▶ Supplied passage
========================================

Q: Do you consider yourself detail-oriented, or perhaps even somewhat of a perfectionist? If so, what kind of impact does that have on your work in QA? Can you cite examples from past projects of both positive and negative effects of these or similar character traits you feel you may have?
Some believe that engineers in QA generally have perfectionistic tendencies, and perhaps even that they should, at least on some level. However, this comes with an understanding that there is a point at which testing needs to stop, and too much obsessing about details and defects can turn into a negative aspect.
Hit this topic head-on and directly ask regarding potentially adverse dimensions of the issue. Whether they respond that they are a perfectionist or they aren’t, or maybe somewhere in between, they will at any rate proceed to elaborate if they feel themself to be tenacious and detail-oriented. Let this conversation naturally lead into describing how, when, where, and why the applicant exhibits dedication and follow-through, and a pursuit of detailed levels of successfulness in the investigative environment.
Do they relate these traits directly with topics of performing intricate deductive processes? What kinds of examples do they use to illustrate real-world situations that reflect these qualities?
It is important that they address any negative angles in their history on this subject. However, if their response turns into complaining that they have a hard time sleeping at night due to obsessing over one or two test cases they may have missed among many dozens of already thoroughly defined scenarios, that’s cause for concern.

========================================

▶ Challenges
1 > Rewrite the passage on asking QA candidates about perfectionism from "Do they relate" up to and including "reflect these qualities?", substituting "analytical processes" for "deductive processes".
2 > Pick up the passage on asking QA candidates about perfectionism after its last sentence and write what comes next.

▶ Records
========================================

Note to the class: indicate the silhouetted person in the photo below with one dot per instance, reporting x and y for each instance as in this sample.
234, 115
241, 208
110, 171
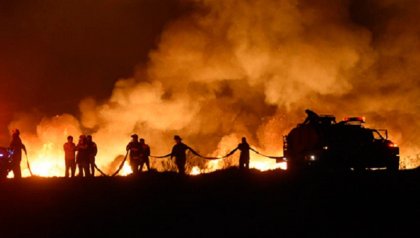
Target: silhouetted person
82, 157
134, 149
92, 151
16, 146
312, 117
244, 156
69, 157
178, 151
144, 155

========================================

▶ Answers to the exercise
1 >
Do they relate these traits directly with topics of performing intricate analytical processes? What kinds of examples do they use to illustrate real-world situations that reflect these qualities?

2 >
If, on the other hand, they articulate that among a constant pursuit, and resulting onslaught, of detailed specifications, rules, test cases, test results, subsequent analyses, documentations, etc., they are able strike a healthy balance with keeping sight of overall project-level pictures, and rest confident in knowing when the job is sufficiently done, that would suggest the applicant is committed, and maybe even a perfectionist of sorts, but also knows how best to manage it.
A great on-the-job example relating to this area would be if an applicant points out the fact that the QA processes and documentation are deliberately designed to help with just such pitfalls: This is specifically why test plans and strategies [should] contain complete and detailed information on test items, features to include/exclude, approaches, pass/fail criteria, suspension criteria, test tasks, etc. It’s also why every step of QA endeavors should be planned in advance and effectively monitored along the way. This structure should make for a stress-free, pleasant, and rewarding environment in QA. This is because even for perfectionists, it places a precise limit on the amount of detail needed.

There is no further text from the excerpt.